▸ **Aim of the task**: Present every line of the items below as a numbered list, omitting blank lines and leaving out the pictures.

Data listing:
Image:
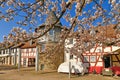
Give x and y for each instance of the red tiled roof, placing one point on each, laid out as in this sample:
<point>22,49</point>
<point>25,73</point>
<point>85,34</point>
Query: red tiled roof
<point>28,45</point>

▸ **Reply to the exercise**:
1. Image:
2. Give x and y for each instance of the red tiled roof, placing one point on each, laid out as in this sample:
3. <point>22,49</point>
4. <point>25,73</point>
5. <point>85,34</point>
6. Query: red tiled roof
7. <point>28,45</point>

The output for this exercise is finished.